QUESTIONS =
- A) In the essay about the basketball wristband, what phrase is printed on the wristband?
- B) Carry the essay about the basketball wristband forward from its final sentence.

DOCUMENT TEXT =
▬▬▬
My son came home from basketball practice excited to share every detail. As he was giving me the play-by-play, I noticed something on his wrist.
"This is the wristband all the players got," he explained. "Look what it says. ‘Get caught being good.’ Don’t you love that, mom?"
Get caught being good. I kept repeating it in my head. I do love that. It’s not earth shattering and nothing I hadn’t heard before. Even the wristband concept, once wildly popular, has since waned.
Still, I thought, this was a good take on it for kids playing sports — and anyone for that matter. The more I thought about the phrase, the more it resonated on a deeper level.
This year, I’ve lost people dear to my heart. If you’ve ever suddenly lost someone you love and admire, you know it can be gut wrenching. And while I know death is a part of life, one loss in particular has been much harder for me to process.
I’ve been quietly making sense of it for a couple months and remembering the things that made her amazing. I could call out her entrepreneurial drive, her credentials and her many accomplishments.
▬▬▬
Stored data entries
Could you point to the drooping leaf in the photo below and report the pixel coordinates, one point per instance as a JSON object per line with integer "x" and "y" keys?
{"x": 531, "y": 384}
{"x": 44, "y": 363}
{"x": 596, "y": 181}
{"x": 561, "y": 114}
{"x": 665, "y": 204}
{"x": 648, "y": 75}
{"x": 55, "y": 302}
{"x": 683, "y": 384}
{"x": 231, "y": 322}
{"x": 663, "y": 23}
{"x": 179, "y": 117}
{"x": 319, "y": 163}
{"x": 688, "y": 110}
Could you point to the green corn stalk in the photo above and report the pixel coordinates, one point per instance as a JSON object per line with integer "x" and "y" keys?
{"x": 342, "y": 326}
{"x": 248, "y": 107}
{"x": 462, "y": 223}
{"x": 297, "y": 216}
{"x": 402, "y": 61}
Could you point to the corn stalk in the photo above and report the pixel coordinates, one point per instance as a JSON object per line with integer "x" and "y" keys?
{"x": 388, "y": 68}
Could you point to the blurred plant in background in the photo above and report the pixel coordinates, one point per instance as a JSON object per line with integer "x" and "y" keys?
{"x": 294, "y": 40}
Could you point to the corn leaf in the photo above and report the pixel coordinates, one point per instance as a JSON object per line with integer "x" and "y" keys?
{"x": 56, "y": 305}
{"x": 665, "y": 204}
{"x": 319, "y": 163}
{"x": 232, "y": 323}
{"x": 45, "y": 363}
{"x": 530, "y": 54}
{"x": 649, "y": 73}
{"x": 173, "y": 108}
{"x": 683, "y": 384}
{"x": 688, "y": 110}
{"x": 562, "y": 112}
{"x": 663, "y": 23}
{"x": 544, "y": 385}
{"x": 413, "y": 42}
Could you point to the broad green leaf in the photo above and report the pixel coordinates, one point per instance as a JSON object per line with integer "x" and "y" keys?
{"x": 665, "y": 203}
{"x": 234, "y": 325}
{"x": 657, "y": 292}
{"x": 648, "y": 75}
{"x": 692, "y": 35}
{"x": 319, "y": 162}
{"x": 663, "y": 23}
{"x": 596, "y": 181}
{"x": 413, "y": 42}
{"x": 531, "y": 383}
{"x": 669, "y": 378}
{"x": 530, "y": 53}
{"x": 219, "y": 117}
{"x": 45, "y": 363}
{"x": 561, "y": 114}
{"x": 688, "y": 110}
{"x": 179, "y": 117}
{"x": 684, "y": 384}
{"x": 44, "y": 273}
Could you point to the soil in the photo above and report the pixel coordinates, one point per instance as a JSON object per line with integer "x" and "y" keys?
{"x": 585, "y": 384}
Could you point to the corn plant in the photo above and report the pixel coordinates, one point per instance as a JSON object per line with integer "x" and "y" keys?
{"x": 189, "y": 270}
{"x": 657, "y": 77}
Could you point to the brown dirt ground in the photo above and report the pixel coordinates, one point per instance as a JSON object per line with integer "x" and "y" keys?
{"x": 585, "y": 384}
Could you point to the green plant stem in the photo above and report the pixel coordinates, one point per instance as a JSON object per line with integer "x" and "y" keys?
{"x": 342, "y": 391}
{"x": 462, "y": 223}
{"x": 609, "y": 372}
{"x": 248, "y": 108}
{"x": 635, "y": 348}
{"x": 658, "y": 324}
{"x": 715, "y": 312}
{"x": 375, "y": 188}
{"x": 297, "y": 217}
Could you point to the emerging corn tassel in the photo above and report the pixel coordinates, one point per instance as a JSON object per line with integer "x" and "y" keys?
▬▬▬
RESULTS OF THE TASKS =
- A) "Get caught being good."

- B)
But truthfully, it was her infectious smile, her radiant spirit that lit up every place she entered, and her relentless approach to exemplifying goodness that will always knock my socks off and hold a special place in the hearts of many.
This girl said, did and believed good things — even when nobody was watching. She said she wanted to be an entrepreneur. And just a few years out of college, quit her job and started an etiquette business becoming a credible face for an industry that, beforehand, very few people noticed.
She said she wanted to help others. She started with the challenge of speaking to one person and then moved to small groups before coaching and educating crowds. She said she wanted to write a book and she did that too.
Tina packed a lot of goodness into her 32 short years because goodness was more than just what she did, it was who she was and what she believed in.
Get caught being good. The phrase played in my mind as I learned about the life of American rapper, songwriter, entrepreneur and community activist Nipsey Hussle. I was familiar with him as an artist and businessman, but again, what stands out was the goodness he demonstrated both personally and professionally.
He also seemed to pack in the goodness into his thirty-three short years. I never met him, but I imagine he viewed goodness not as a sprint, but as a marathon.
In this business of spin called PR, we often see brands as vehicles for representing good. Is the work mission or purpose driven? Does the company have a social responsibility platform that connects to bigger meaning?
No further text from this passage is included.